Consigne:
Pourrais-tu reprendre le récit de voyage jusqu'à Nouakchott, ci-dessous, en le poursuivant à partir de sa dernière phrase ?

Bientôt, le vent devrait tourner et je serais alors poussé par une main tiède et  bienveillante. En attendant, je galère toujours avec la gestion du stock d’eau.

Après quelques épisodes plutôt désagréables à rationner le nombre de gorgées avant d’atteindre un ravitaillement, je décide d’augmenter ma réserve. Désormais, je transporte neuf litres d’eau au lieu de six : le confort. Je peux m’hydrater, me nourrir et même me « laver » entre deux ravitaillements qui peuvent être éloignés d’une centaine de kilomètres. Je regarde avec envie les dromadaires qui traversent la route nonchalamment : ils sont adaptés, eux…

Comme dans les Bardenas en Espagne, le vent s'amuse avec le sable

Ne craignant plus de mourir déshydraté sur le bord de la route et avec l’aide d’un vent devenu amical, la distance parcourue par jour augmente jusqu’à atteindre 160 km le jour où j’arrive dans la capitale, Nouakchott.

J’y suis accueilli, non pas simplement hébergé, mais bien accueilli, par Saïd, sa femme et son fils. Je loge dans un appartement cossu à l’aménagement traditionnel comprenant notamment deux vastes salons : le premier pour les femmes, le second pour les hommes. Chacun est délimité par une banquette qui coure sur trois murs. On peut y accueillir au moins 30 convives. D’immenses tapis naturalistes couvrent le sol et des versets du coran calligraphiés habillent les cloisons. Au milieu du seul mur qui ne bénéficie pas de banquette trône une énorme télévision sur un meuble traditionnel. J’ai ma propre chambre.

Données enregistrées:

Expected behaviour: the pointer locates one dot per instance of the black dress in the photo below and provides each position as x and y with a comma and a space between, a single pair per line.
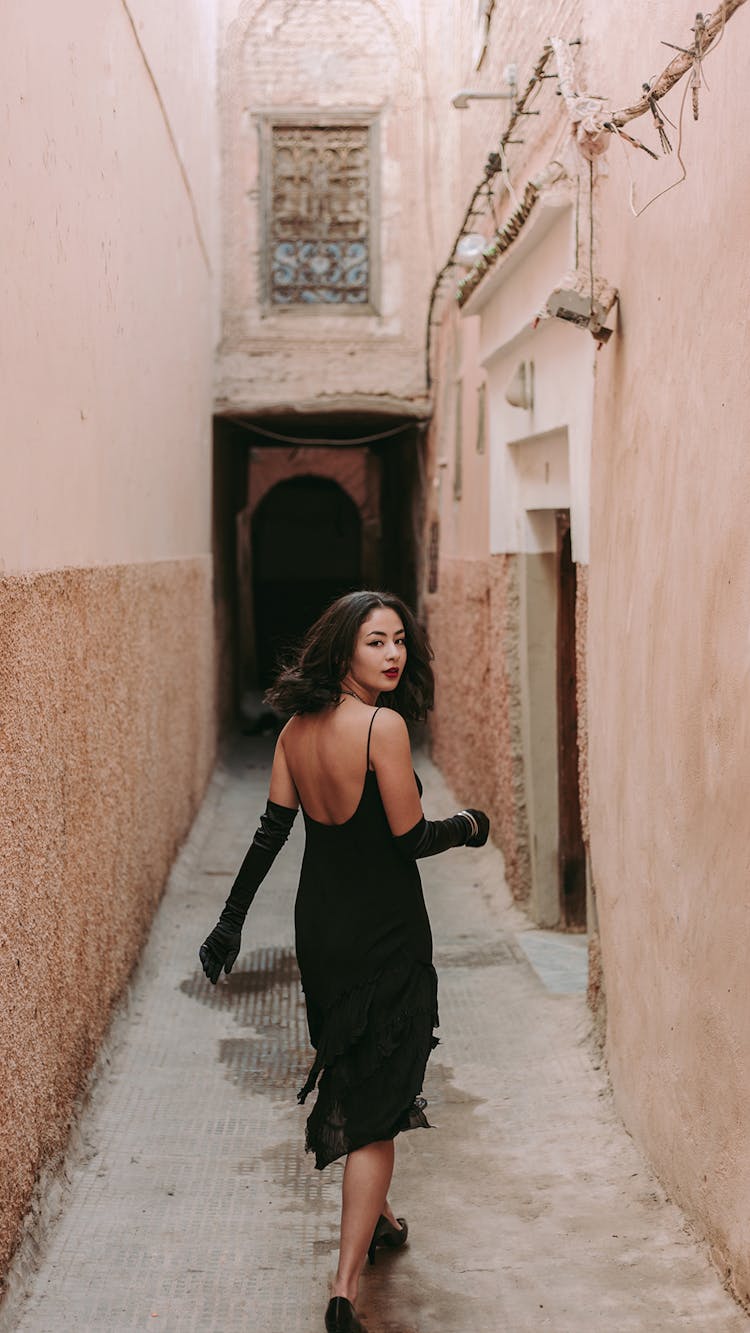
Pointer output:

Résultat:
La famille n’est jamais seule : collègues, amis, famille élargie participent à l’ambiance du lieu. Au total, je rencontre dans le salon masculin une dizaine de trentenaires mauritaniens aisés, plus ou moins politisés. Ils comprennent très vite mon envie de découvrir leur vie, leur quotidien. Les échanges sont foisonnants et singulièrement bienveillants. Un jour, c’est un ami de Saïd qui vit habituellement à Bordeaux qui m’instruit sur la place centrale du désert et du nomadisme chez les Mauritaniens, y compris chez les citadins. Un autre jour, c’est un collègue tunisien qui compare sa vie en Tunisie et celle en Mauritanie. Encore un autre jour, deux de ses amis, passionnés par mon périple, me questionnent pendant des heures. Mais c’est surtout de Saïd que j’apprends le plus sur la vie en Mauritanie et sur l’Islam, plus particulièrement sur le soufisme, un des courants de ses érudits. Nous trouvons des ponts évidents avec d’autres courants spirituels : amour universel, altruisme, intégrité, non-dualisme, etc. C’est passionnant.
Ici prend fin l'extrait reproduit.